→ **Excerpt**:
+++

But road-mobile missiles that have been mobilized and aren’t positioned at a launch site would be much harder to target, and in fact, used to be considered “inherently survivable” (see a discussion of the general consensus about this in Long & Green, 2014; McKinzie, eds. 2001, 54). According to Long and Green, “In particular, mobile nuclear weapons — ‘relocatable targets’ in the common parlance — are now generally viewed as untargetable in a first strike. A secure second strike has therefore become almost synonymous with a state possessing significant numbers of [SLBMs] and/or mobile intercontinental ballistic missiles (ICBMs)” (2014, p. 40).
Once located, road-mobile missiles are easier to destroy, even while moving, as they have weaker defenses than silo-based missile systems (Long & Green, 2014; Acton, 2010). In fact, a nuclear bomb wouldn’t have to detonate particularly close a road-mobile target to it to destroy it. For example, a 100kt ICBM detonated in the air would damage a road-mobile missile system anywhere within an area of 26 square kilometers (McKinzie, eds. 2001). And if the bomb detonated is big enough, the road-mobile missile system wouldn’t be able to drive outside the radius of the detonation quickly enough to escape the blast, even with early warnings.
According to Long and Green (2014), improvements in technology, in particular by the US, is getting closer to being able to locate road-mobile ICBMs. Modern sensors now take advantage of techniques like spectroscopy and interferometry, among others, allowing them to, for example, detect vapors that leak out of missile silos and trucks from a distance (Lieber & Press, 2017). Similarly, remotely piloted vehicles like drones will be able to monitor the movement of mobile-ICBMs, allowing the US to finally track mobile-ICBMs over time after they’ve been identified (Lieber & Press, 2017).
But according to James Acton, co-director of the Nuclear Policy Program and a senior fellow at the Carnegie Endowment for International Peace, “locating mobile ballistic missiles is exceptionally hard,” and even taking improvements in US technology into account, “it is still fiendishly difficult to locate mobile missiles hidden by a well-prepared enemy” (Acton, 2010). We're just not at the point where we can reliably detect and track road-mobile nuclear forces.
Taken together, I expect that — assuming Russia didn’t launch on warning — between 75% and 99% (340–440) of Russia’s silo-based ICBMs and between 10% and 50%, or (30–120) of its road-mobile ICBMs would be destroyed in a US first strike.
Russia’s Missile Defense Systems
According to CSIS Missile Defense Project, "Russia now possesses some of the most advanced air and missile defense systems in the world” with missile defense systems across the country, and 68 nuclear-armed interceptors are located surrounding Moscow (2018; Secretary of Defense, 2019). To date, the defense systems have been limited to destroying aircraft, drones, cruise missiles, and short- to intermediate-range ballistic missiles, but the arrival of Russia’s newest surface-to-air missile (the S-500) in 2020 may allow it to target US ICBMs (Ritzen, 2018; CSIS).
But my impression is that these systems are intended to protect the capitol — not necessarily to protect Russia’s nuclear arsenal. I therefore don’t expect them to have any meaningful impact on the survivability of its nuclear arsenal.

+++

→ **Supplied information**:
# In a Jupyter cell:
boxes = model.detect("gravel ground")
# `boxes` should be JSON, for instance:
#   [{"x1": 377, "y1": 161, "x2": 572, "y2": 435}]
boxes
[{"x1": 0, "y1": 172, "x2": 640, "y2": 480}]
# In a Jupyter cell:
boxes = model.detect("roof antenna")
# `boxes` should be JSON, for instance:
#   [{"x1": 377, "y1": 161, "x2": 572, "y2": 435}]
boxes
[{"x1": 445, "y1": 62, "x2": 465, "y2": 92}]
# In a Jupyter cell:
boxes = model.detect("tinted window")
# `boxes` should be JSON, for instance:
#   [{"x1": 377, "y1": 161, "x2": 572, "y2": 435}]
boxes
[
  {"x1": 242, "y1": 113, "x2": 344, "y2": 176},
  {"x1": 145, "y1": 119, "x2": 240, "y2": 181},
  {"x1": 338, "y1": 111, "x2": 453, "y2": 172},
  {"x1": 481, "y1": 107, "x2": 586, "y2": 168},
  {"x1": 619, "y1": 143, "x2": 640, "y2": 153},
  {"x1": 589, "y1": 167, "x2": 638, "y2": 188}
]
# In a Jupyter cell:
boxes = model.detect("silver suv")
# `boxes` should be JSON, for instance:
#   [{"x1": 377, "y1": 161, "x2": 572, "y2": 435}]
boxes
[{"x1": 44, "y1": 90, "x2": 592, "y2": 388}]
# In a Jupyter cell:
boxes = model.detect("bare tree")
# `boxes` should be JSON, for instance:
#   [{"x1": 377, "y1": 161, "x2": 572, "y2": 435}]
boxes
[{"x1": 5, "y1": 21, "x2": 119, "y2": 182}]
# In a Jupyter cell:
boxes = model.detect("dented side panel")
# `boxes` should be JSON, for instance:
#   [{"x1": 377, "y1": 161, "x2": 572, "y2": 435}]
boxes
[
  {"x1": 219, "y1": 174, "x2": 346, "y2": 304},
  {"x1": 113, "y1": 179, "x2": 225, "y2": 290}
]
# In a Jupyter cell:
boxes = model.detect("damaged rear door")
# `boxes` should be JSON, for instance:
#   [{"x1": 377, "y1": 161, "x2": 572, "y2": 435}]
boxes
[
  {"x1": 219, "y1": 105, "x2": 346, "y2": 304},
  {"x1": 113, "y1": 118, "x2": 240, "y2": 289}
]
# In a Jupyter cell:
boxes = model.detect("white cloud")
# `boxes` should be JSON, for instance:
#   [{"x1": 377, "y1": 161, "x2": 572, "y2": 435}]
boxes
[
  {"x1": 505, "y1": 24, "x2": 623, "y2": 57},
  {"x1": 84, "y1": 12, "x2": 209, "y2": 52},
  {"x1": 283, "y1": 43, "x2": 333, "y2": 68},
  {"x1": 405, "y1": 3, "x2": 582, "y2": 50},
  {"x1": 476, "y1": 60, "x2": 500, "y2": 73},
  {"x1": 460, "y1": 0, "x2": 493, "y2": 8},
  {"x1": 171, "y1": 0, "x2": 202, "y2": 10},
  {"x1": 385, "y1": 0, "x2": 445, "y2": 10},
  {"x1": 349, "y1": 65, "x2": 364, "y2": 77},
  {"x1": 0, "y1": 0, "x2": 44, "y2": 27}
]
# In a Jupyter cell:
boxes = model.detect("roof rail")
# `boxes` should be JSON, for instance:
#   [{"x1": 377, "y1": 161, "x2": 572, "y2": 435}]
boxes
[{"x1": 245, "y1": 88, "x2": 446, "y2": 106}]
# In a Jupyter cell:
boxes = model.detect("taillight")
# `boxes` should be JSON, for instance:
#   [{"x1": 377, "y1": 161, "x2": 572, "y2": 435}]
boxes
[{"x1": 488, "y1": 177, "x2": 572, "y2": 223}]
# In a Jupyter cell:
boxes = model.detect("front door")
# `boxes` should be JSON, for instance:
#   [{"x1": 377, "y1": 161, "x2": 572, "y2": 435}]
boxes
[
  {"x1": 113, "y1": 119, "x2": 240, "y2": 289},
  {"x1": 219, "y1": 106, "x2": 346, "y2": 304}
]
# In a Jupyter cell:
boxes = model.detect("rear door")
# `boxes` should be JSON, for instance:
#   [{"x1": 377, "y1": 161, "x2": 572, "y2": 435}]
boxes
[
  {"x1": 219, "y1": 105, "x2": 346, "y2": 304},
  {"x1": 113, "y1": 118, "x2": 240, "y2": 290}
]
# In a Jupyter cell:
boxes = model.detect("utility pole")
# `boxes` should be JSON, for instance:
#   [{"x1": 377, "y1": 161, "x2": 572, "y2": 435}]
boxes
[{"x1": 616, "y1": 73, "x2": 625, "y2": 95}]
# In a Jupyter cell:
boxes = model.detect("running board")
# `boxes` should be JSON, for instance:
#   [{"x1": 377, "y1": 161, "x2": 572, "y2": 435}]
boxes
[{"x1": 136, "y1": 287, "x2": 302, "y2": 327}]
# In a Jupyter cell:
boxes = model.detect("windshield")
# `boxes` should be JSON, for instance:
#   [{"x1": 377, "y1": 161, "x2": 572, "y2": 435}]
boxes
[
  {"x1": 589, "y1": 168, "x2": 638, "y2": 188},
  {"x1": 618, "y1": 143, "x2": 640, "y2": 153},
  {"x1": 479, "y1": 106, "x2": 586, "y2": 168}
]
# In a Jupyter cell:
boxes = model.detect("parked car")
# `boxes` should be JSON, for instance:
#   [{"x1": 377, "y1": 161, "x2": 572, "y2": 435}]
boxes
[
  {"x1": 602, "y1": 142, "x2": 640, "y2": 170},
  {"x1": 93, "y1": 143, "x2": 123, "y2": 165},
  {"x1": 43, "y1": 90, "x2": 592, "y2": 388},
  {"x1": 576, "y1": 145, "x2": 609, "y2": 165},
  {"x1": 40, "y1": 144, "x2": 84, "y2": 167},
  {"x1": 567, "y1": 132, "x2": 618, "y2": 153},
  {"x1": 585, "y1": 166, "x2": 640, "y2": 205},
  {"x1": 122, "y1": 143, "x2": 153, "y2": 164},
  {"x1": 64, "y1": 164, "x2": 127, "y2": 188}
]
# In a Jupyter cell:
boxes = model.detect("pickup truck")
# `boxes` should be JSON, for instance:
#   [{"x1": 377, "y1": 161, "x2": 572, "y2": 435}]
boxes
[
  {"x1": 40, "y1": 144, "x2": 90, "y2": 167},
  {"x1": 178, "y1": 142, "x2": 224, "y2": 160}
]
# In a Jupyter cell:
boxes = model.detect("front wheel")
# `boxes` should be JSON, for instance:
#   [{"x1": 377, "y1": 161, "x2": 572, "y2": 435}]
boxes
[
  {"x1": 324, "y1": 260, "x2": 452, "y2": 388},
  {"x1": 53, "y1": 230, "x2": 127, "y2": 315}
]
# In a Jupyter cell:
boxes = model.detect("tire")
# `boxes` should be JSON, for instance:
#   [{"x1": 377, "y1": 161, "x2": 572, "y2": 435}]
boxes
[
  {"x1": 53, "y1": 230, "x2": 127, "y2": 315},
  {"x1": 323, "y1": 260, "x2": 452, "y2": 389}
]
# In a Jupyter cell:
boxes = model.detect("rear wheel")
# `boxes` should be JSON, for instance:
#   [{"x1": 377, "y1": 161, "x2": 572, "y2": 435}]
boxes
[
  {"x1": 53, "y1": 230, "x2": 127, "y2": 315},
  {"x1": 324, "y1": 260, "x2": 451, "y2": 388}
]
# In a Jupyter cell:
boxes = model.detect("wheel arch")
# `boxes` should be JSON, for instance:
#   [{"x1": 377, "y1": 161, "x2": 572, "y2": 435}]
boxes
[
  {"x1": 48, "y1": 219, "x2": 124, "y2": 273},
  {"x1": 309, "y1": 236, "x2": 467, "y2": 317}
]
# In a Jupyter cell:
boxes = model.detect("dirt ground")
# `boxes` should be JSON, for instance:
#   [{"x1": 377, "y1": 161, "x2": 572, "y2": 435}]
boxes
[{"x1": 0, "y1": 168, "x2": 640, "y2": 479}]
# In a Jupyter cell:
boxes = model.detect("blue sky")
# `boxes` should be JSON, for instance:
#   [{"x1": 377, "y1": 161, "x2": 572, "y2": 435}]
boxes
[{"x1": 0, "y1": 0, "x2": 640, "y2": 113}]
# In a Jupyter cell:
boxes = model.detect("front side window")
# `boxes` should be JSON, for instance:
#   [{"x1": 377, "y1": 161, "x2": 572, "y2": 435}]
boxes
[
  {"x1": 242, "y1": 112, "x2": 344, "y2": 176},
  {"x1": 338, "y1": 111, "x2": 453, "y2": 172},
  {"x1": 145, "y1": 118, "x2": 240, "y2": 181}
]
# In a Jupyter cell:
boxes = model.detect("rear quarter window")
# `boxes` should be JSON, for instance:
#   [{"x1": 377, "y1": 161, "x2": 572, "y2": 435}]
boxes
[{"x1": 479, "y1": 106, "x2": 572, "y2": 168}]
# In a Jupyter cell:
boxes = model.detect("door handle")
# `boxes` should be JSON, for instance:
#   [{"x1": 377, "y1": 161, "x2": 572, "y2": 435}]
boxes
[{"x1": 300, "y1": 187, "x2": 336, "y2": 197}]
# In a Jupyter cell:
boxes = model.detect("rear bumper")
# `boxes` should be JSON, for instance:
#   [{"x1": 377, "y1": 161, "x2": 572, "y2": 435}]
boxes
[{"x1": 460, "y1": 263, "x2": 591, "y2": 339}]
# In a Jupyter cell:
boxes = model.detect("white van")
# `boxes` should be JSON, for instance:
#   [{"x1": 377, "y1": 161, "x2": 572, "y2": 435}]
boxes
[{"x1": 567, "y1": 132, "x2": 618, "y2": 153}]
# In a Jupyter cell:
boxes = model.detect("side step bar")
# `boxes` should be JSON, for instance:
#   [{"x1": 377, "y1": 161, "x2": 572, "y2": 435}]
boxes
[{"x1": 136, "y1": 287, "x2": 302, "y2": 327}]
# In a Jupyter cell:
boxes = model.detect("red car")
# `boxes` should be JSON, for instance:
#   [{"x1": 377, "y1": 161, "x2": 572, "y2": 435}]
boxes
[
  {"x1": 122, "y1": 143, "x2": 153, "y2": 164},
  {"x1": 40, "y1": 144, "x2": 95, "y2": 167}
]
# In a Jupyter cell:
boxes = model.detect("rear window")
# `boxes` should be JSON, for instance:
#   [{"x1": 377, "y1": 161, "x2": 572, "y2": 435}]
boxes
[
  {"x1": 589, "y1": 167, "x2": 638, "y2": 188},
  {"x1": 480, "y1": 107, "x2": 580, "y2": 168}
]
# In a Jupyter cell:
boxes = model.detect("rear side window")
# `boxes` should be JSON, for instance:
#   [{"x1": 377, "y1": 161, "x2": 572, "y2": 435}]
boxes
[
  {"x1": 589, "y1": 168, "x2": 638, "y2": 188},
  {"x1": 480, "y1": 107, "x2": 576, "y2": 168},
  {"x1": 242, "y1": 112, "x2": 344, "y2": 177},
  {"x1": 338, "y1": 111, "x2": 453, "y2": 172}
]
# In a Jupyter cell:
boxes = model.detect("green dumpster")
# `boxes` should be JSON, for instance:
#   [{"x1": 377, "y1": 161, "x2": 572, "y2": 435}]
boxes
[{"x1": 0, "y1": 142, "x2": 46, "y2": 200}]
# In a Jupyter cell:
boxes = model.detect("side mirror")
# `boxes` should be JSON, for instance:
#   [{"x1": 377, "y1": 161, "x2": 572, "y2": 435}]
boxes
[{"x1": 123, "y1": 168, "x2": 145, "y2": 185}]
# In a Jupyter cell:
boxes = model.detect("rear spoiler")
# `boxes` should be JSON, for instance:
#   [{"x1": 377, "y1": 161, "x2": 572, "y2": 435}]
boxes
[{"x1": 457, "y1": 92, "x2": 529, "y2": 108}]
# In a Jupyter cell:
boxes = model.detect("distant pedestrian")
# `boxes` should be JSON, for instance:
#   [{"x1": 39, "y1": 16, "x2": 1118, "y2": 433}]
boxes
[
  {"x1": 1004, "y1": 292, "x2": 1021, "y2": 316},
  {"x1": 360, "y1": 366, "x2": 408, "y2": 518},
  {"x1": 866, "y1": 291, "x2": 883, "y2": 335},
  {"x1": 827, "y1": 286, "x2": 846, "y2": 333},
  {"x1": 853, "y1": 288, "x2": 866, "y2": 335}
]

+++

→ **Given request 1**:
Answer these questions from the excerpt on Russian missile survivability, one answer per line:
(a) According to McKinzie, over what area would a 100kt ICBM detonated in the air damage a road-mobile missile system?
(b) How many nuclear-armed interceptors are located around Moscow?
(c) Which Russian surface-to-air missile, arriving in 2020, may allow Russia to target US ICBMs?
→ **Given request 2**:
Carry on the excerpt on Russia's nuclear forces from its final sentence.

→ **Task answer 1**:
(a) 26 square kilometers
(b) 68
(c) The S-500

→ **Task answer 2**:
Surviving a US first strike
Taken together, I expect that Russia’s nuclear forces would likely fare a bit worse than the US’s during a first strike. If we assume that Russia’s deployed nuclear forces are distributed across the three legs of its triad in proportion to the distribution of its strategic warheads, Russia could be left with up to 1,240 nuclear warheads after a first strike. Realistically though, I expect it would be far fewer — perhaps as few as 450. In either case, Russia would still be able to mount a formidable second strike.
Like above, my conclusions could be quite different if it turned out either the US or Russia were being deceptive about the size, composition, and capabilities of their nuclear arsenals or missile defense systems. While I think it’s relatively less likely that the US would execute a cyberattack to augment a first strike against Russia, cyberattacks and other unknowns add to my uncertainty.
For now, it seems like neither the US nor Russia would likely be able to execute a ‘perfect’ counterforce strike, making it unlikely for either to put an immediate end to the nuclear exchange. Uncertainties about deception, cyberattacks, and other unknowns, I expect that between ~990 and ~1,500 of the US’s deployed nuclear warheads and between ~450 and~1,240 of Russia’s deployed nuclear warheads would survive a first strike. However, improvements in technology could substantially threaten the survivability of deployment systems that have been considered ‘inherently survivable’ for decades.
Rich countries have a considerable advantage in this regard. Conversely, countries with affluent opponents will increasingly struggle to conceal their nuclear arsenal (Lieber & Press, 2017a). In this regard, the US has a strategic advantage, as their defense budget is somewhat higher than that of its opponents, including Russia. While Russia’s military spending was somewhere between $150-180 billion in 2018 (after adjusting for purchasing power), the US’s was 3-4 times that, at a whopping $649 billion (Tian et al., 2019; Kofman, 2019).
Corrections and other revisions
July 14 2019 — In an earlier version of this post, I predicted that the US missile defense system might avert the destruction of about 15% of warheads that would otherwise be destroyed. I erroneously accounted for this by adding 15% of the total arsenal to my estimate of the surviving warheads rather than negating 15% of the would-be destroyed warheads. When I corrected for this mistake, I found that as many as ~1,500 of the US's nuclear weapons might survive a first strike (assuming the US didn't launch on warning) — not 1,660, as I originally concluded.
This essay is a project of Rethink Priorities. It was written by Luisa Rodriguez with contributions from Ida Sprengers. Thanks to Matt Gentzel, Peter Hurford, Marcus A. Davis, and Neil Dullaghan for their valuable comments. Thanks also to Marinella Capriati, Seth Baum, and Carl Schulman for providing guidance and feedback on the larger project. If you like our work, please consider subscribing to our newsletter. You can see all our work to date here.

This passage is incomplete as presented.